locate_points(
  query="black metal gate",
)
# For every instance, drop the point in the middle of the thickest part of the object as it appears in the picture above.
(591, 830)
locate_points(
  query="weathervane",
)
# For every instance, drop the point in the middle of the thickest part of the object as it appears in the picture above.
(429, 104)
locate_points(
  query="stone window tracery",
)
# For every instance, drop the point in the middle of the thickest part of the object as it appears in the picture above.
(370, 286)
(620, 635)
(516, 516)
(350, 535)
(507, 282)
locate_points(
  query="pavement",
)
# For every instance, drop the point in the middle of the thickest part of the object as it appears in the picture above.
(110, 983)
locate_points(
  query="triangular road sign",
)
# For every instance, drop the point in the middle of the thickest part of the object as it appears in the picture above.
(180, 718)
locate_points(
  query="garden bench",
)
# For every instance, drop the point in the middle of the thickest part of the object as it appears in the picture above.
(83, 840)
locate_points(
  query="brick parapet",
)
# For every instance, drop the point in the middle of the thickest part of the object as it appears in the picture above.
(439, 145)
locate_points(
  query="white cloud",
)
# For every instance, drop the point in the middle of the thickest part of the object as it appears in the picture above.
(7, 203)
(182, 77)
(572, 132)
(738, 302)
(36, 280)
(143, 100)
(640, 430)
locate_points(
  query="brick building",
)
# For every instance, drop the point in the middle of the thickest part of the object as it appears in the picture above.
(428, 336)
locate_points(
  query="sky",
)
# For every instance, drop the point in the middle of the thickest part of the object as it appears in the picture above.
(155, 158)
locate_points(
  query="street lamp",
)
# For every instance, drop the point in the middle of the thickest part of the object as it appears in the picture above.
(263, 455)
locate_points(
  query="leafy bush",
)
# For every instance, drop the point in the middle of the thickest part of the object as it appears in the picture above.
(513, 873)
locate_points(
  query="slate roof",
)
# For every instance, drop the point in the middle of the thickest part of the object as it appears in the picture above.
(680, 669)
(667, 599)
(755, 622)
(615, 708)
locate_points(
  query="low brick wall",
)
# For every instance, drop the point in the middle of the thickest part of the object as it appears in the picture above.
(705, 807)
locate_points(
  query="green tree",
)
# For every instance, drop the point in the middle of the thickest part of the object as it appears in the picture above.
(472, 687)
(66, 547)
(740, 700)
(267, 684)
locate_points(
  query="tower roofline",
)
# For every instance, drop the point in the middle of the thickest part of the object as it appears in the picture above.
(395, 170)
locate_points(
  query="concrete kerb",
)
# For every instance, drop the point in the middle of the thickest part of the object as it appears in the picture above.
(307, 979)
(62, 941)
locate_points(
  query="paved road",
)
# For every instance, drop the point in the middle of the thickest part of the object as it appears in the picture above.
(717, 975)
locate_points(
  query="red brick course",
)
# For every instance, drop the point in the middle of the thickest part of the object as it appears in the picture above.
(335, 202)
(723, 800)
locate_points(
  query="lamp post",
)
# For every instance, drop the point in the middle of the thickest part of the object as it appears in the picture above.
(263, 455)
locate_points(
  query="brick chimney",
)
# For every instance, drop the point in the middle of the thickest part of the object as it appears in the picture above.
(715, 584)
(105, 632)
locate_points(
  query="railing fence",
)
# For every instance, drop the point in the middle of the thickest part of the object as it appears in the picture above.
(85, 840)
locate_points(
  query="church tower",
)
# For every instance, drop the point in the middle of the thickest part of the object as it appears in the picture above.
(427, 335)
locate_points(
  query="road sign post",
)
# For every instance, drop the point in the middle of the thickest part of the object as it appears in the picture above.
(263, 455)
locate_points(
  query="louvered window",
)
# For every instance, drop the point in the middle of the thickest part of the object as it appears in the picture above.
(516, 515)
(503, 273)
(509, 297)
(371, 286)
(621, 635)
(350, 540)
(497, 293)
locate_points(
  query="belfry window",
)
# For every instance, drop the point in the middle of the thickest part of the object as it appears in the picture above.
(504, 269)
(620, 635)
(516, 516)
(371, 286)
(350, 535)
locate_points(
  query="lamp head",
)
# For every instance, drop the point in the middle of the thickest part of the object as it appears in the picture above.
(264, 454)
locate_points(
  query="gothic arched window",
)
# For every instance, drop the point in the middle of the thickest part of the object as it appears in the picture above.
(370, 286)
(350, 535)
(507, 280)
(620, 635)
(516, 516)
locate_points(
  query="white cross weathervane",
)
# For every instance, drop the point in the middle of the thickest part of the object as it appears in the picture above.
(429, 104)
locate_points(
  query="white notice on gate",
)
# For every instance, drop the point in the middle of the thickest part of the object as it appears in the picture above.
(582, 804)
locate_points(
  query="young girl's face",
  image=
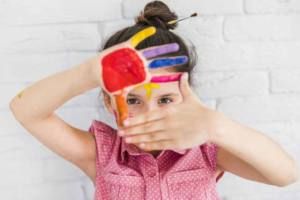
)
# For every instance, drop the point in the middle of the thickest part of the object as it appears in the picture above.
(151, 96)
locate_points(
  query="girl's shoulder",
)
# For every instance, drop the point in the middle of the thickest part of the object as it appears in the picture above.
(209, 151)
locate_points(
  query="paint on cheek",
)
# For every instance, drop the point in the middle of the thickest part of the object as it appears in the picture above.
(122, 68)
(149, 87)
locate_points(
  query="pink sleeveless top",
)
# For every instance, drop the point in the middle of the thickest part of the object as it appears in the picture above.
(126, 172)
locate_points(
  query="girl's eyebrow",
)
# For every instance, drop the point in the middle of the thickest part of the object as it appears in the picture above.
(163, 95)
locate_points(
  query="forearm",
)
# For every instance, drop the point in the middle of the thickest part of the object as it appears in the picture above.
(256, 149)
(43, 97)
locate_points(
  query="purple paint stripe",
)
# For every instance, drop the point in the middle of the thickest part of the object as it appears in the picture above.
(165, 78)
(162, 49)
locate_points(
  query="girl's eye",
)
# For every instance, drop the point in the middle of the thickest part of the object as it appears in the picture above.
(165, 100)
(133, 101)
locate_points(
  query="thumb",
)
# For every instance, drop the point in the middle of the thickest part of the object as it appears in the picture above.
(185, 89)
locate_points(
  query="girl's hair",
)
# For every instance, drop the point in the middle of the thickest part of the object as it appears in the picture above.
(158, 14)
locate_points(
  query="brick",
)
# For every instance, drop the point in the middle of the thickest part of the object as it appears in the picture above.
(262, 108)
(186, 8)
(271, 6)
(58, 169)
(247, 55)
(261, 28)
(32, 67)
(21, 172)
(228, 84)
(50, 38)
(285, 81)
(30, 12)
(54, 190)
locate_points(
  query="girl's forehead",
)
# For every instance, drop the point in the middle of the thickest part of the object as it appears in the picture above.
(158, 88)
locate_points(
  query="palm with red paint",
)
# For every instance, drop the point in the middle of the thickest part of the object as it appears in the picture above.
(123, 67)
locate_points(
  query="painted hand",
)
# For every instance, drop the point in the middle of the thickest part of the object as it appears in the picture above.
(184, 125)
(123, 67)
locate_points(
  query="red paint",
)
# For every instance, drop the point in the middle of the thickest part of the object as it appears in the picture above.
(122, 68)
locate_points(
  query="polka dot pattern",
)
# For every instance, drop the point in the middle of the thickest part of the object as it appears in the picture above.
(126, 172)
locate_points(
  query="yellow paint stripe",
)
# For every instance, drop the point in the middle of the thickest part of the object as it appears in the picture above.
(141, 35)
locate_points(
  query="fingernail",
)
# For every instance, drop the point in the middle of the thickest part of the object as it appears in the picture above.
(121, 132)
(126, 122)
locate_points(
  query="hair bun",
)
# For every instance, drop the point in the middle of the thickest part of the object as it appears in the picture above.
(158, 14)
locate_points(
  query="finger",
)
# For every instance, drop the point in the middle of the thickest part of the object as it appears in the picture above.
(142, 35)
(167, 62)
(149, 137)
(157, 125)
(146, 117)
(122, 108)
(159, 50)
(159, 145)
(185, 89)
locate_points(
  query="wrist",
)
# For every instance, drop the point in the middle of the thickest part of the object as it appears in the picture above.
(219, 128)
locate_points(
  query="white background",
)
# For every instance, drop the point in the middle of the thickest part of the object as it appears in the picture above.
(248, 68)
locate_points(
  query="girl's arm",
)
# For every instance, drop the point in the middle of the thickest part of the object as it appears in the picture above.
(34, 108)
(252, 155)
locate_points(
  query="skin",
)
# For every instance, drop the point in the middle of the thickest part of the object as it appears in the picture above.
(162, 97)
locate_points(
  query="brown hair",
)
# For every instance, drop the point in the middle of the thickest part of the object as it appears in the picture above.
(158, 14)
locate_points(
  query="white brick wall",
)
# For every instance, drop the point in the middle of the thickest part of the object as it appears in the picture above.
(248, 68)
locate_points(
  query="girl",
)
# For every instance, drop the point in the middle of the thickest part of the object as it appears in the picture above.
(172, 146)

= = = = =

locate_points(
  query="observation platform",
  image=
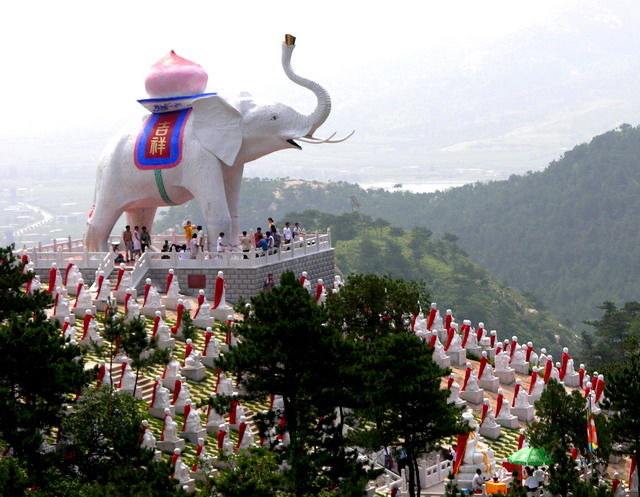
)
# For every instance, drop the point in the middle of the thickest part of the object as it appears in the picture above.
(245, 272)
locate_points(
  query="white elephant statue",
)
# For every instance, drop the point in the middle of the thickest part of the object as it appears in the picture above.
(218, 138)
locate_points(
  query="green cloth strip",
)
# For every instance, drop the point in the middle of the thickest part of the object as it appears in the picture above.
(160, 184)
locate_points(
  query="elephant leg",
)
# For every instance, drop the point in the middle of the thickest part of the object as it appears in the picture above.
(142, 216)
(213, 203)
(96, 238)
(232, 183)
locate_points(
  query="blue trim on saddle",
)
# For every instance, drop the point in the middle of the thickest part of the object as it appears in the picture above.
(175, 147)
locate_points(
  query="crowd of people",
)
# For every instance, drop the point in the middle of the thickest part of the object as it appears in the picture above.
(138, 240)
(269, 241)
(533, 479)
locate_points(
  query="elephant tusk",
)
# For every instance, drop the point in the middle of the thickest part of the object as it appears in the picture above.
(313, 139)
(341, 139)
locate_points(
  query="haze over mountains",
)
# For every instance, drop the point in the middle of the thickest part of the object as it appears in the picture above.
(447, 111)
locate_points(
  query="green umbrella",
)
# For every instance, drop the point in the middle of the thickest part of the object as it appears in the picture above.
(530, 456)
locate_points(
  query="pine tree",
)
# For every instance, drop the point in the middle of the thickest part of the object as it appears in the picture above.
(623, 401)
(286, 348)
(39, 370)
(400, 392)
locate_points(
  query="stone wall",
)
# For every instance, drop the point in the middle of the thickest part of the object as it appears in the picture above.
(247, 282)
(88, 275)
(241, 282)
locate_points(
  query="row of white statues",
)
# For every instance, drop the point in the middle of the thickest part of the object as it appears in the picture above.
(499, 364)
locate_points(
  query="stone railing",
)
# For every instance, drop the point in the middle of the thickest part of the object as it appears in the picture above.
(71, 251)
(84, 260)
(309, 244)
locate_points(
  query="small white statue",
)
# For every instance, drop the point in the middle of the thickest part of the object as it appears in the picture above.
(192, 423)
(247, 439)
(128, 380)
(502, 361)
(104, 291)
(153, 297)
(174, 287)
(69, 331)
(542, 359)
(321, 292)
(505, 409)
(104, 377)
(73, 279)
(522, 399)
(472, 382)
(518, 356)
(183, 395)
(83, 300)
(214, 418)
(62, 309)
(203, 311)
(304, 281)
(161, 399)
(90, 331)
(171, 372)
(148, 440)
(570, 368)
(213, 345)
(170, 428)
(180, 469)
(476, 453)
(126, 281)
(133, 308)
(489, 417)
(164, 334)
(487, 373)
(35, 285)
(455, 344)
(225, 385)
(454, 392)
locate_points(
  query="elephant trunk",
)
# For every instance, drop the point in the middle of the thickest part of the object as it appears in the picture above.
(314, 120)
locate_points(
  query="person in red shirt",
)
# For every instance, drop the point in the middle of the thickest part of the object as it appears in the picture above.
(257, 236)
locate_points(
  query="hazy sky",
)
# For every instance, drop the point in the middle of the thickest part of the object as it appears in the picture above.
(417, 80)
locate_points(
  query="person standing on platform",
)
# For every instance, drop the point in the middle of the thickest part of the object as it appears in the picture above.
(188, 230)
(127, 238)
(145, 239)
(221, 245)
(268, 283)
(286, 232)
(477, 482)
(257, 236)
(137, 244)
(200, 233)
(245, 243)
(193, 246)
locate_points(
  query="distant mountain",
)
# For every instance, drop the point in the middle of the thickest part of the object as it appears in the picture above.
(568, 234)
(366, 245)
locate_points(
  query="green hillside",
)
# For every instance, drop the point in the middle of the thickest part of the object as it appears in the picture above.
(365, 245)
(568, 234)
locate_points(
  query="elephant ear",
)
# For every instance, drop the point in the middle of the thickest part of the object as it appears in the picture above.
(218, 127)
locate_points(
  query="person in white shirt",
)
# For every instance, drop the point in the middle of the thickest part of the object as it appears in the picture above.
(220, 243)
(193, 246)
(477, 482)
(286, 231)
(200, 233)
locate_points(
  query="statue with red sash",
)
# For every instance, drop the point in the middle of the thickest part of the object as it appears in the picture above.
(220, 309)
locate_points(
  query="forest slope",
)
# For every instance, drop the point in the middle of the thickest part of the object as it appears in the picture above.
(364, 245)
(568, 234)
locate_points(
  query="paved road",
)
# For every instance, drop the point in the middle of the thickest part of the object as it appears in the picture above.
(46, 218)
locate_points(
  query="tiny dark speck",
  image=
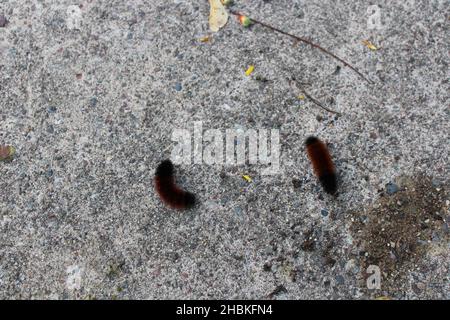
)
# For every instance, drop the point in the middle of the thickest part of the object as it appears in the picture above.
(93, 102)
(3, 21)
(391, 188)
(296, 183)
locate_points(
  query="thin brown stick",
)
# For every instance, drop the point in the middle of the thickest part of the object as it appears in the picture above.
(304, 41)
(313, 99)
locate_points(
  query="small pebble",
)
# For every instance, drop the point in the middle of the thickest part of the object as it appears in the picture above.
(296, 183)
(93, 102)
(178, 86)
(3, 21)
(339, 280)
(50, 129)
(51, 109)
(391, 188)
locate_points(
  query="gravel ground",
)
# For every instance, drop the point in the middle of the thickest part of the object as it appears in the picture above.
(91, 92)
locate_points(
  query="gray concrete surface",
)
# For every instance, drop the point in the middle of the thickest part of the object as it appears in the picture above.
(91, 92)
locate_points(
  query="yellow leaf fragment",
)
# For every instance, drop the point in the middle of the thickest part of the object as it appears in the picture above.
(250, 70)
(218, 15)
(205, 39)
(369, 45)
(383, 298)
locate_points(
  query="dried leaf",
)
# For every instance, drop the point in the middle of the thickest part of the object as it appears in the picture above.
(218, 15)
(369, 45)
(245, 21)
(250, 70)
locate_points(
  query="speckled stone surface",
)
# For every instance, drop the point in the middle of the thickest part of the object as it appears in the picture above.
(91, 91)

= = = = =

DIRECTION
Report how many lines of the rows above contain the string "stripe", with case counting. Give only the number.

RESPONSE FOR THIS EXERCISE
2